What needs to be done
This exercise calls for every line of the listing below that contains the word "green".
---
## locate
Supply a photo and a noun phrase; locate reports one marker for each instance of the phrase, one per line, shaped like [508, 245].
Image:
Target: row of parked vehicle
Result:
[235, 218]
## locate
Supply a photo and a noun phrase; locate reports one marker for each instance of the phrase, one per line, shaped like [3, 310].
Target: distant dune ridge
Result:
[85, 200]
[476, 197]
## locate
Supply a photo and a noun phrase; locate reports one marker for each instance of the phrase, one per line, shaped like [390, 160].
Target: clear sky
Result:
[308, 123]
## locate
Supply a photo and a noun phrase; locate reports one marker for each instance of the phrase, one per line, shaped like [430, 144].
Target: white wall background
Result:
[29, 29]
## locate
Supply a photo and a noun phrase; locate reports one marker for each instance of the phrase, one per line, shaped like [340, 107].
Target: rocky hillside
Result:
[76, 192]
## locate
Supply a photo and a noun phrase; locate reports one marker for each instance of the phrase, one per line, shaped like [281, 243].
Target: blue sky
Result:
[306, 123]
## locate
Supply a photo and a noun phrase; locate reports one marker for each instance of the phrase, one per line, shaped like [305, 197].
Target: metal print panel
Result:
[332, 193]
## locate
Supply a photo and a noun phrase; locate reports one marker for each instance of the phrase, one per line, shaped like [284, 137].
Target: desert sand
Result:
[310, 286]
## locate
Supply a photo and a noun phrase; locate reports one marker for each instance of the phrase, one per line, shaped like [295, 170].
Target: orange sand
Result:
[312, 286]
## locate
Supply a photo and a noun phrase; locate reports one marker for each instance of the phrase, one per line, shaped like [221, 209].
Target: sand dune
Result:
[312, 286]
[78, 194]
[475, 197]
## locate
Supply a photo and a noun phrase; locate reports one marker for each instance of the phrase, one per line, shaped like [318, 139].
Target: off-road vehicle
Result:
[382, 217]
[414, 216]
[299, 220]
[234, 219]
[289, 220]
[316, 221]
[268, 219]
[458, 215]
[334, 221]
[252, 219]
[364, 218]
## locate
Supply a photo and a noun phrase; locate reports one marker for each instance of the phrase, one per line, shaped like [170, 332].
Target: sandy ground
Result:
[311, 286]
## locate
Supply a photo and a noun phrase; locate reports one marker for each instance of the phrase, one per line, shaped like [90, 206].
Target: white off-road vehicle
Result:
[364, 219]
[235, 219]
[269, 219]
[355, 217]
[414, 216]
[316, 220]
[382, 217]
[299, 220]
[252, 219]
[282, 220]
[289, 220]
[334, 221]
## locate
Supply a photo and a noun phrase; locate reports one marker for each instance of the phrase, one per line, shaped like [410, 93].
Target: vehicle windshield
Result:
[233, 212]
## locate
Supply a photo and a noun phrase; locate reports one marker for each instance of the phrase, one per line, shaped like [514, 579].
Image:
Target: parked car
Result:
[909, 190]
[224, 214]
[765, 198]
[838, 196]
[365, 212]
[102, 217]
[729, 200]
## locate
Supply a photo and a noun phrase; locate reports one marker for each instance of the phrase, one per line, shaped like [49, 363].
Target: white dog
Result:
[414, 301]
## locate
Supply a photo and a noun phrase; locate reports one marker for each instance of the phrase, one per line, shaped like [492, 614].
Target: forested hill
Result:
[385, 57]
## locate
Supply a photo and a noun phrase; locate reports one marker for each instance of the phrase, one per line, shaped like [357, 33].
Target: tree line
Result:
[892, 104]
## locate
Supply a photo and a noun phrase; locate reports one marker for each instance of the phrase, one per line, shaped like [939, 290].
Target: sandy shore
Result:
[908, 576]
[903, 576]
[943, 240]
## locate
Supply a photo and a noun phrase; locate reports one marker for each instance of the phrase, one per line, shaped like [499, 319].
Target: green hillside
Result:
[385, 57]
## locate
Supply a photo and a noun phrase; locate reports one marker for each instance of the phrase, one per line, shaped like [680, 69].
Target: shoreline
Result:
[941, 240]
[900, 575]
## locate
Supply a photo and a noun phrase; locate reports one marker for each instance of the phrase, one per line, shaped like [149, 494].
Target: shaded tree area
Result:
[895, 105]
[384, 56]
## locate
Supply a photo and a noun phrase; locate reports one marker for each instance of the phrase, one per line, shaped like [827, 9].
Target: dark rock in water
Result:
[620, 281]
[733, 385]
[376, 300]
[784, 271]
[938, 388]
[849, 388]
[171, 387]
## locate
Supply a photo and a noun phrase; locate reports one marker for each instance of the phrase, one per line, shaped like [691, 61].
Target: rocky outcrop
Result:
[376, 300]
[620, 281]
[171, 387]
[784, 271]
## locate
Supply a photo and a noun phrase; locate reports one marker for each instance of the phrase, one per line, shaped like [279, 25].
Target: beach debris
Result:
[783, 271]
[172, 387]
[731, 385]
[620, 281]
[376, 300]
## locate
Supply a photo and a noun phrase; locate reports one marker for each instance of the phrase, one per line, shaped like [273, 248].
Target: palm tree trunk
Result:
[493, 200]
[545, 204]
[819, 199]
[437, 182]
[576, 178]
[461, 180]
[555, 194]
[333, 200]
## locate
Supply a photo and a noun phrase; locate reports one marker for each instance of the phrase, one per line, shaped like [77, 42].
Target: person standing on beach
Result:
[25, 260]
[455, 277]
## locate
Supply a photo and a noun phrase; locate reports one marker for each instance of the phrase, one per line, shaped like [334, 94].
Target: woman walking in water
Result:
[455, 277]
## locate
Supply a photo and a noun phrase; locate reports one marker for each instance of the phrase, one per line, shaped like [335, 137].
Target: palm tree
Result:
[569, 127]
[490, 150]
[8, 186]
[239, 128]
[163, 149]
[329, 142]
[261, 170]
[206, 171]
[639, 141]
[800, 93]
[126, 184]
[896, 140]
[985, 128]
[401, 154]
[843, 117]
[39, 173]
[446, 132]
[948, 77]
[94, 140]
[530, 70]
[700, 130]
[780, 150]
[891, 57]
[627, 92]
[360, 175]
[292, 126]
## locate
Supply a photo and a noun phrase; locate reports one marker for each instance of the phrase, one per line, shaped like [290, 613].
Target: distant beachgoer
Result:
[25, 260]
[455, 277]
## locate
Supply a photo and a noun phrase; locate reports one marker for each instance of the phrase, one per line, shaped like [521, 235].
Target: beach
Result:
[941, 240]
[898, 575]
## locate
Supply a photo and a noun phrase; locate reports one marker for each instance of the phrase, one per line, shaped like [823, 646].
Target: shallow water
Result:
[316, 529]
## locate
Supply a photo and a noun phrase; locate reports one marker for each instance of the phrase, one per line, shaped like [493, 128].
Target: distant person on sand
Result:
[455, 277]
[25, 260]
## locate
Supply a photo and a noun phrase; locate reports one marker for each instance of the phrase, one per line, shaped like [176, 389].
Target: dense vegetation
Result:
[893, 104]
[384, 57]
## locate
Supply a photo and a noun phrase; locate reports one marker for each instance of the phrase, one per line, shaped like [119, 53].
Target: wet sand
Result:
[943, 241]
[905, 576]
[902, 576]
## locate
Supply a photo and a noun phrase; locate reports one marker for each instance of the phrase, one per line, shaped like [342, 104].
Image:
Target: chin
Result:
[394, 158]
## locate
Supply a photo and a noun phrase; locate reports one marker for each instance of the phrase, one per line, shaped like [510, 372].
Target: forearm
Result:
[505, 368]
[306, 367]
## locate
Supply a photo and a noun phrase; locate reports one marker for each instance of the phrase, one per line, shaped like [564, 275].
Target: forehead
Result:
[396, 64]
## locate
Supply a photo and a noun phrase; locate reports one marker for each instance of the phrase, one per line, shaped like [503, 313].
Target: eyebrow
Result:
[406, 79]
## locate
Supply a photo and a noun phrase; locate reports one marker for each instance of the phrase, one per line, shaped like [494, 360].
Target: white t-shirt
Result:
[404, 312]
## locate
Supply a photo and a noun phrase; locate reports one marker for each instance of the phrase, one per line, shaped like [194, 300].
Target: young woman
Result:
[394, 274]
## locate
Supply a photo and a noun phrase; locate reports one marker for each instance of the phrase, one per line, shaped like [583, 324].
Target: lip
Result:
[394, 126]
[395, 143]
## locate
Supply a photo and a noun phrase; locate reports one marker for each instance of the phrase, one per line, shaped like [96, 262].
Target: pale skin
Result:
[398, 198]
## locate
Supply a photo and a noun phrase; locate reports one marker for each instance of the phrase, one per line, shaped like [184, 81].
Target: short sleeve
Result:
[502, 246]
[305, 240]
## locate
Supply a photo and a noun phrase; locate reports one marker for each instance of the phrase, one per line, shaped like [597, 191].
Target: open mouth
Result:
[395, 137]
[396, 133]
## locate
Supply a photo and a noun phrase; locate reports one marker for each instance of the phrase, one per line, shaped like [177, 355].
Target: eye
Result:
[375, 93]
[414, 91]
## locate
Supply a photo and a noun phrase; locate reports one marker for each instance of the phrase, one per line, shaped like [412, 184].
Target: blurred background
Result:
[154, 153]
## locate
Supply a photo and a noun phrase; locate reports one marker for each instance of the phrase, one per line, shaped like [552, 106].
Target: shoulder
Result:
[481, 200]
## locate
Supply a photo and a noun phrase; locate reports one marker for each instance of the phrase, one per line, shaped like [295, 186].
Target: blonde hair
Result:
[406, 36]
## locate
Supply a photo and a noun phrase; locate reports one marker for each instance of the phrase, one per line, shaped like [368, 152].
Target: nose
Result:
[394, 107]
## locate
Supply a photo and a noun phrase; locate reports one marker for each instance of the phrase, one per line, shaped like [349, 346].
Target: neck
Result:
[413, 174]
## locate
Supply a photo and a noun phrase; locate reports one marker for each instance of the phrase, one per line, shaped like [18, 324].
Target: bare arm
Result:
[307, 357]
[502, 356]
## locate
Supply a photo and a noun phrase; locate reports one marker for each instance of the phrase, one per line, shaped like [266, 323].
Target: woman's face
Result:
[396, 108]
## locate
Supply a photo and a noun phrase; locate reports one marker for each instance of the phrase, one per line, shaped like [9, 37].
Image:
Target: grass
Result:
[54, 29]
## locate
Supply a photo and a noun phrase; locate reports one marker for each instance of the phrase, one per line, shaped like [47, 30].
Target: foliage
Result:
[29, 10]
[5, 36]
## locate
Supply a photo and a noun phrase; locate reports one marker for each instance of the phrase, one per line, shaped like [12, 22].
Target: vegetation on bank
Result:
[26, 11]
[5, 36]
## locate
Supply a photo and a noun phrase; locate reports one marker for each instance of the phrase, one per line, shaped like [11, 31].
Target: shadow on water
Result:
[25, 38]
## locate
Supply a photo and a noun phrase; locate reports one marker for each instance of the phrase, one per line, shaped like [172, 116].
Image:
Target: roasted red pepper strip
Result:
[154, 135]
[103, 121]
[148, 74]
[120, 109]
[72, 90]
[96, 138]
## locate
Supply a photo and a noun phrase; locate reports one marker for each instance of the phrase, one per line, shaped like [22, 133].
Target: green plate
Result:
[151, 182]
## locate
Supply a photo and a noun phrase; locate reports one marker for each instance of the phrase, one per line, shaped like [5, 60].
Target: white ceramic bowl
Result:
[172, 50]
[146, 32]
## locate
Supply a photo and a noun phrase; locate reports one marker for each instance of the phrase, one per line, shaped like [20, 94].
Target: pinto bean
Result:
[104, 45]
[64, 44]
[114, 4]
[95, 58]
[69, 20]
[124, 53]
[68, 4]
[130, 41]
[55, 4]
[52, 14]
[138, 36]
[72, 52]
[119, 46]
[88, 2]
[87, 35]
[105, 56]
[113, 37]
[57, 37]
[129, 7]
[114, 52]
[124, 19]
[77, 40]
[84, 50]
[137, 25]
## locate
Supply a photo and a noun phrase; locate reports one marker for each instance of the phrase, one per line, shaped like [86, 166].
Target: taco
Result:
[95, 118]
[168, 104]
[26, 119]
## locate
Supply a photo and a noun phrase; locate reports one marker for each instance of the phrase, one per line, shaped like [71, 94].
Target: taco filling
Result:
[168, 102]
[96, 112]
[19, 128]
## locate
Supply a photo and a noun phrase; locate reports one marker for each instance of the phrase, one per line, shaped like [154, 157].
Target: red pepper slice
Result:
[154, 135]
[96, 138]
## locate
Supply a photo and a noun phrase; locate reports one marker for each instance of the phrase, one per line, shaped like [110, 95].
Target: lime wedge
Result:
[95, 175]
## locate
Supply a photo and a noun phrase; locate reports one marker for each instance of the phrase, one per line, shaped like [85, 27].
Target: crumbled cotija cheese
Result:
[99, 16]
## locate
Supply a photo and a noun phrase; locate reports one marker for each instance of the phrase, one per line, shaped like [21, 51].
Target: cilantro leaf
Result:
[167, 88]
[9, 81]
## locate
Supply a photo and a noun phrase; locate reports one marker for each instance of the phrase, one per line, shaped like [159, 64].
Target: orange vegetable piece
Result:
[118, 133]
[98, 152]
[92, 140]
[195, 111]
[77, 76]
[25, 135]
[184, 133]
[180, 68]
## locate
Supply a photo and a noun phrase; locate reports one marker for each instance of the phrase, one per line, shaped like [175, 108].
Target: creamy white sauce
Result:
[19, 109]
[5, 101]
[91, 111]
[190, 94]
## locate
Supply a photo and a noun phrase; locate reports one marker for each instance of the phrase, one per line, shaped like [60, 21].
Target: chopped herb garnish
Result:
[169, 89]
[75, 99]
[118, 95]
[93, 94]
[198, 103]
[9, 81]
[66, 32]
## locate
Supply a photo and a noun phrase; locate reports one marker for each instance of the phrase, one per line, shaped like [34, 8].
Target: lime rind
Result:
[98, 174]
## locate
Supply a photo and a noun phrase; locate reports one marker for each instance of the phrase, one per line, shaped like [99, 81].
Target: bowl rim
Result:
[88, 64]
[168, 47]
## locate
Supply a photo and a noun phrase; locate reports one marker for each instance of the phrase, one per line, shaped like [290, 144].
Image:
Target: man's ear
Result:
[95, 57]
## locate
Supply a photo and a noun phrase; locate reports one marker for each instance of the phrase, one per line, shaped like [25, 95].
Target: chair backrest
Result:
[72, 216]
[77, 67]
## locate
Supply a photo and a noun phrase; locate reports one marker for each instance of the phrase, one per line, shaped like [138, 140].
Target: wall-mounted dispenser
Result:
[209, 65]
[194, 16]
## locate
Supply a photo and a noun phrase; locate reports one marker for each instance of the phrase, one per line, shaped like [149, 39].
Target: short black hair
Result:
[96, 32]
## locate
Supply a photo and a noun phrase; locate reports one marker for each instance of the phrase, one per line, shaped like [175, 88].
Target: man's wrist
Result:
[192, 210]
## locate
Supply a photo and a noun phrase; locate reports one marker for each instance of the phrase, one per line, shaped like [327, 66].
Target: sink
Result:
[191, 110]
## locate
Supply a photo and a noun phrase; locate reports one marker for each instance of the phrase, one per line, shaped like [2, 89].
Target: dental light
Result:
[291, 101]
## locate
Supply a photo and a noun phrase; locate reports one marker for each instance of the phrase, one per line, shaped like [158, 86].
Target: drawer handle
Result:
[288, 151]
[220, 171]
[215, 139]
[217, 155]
---
Solution to the exercise
Target: green hillside
Target: green plate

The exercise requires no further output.